» **Work required**
Look through the listing and locate every line containing the word "fence"; copy those lines.
───
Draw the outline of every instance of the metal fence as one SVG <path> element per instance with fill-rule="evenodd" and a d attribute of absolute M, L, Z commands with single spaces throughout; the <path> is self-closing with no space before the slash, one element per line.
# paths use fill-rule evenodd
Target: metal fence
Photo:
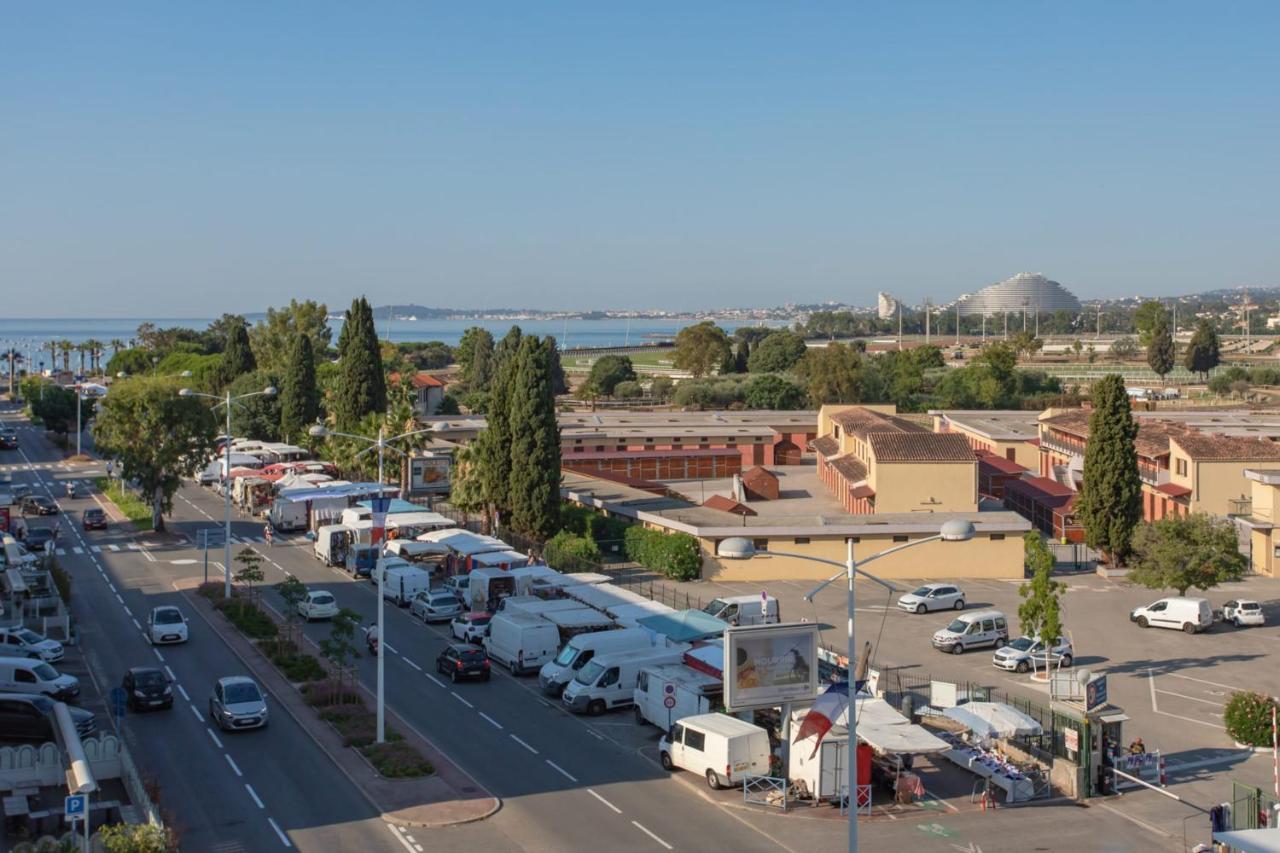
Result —
<path fill-rule="evenodd" d="M 1049 542 L 1048 545 L 1057 568 L 1083 572 L 1098 565 L 1098 552 L 1083 542 Z"/>
<path fill-rule="evenodd" d="M 774 776 L 746 776 L 742 780 L 742 801 L 758 806 L 787 810 L 787 780 Z"/>
<path fill-rule="evenodd" d="M 1231 828 L 1263 829 L 1280 823 L 1280 800 L 1261 788 L 1231 782 Z"/>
───
» **Problem solution**
Draw the outline of every instance of the metal fence as one SVG <path> element per instance with fill-rule="evenodd" and a d attribute of absolute M, L, Z commands with single spaces throughout; the <path> is self-closing with no space before the slash, one element per line.
Target: metal fence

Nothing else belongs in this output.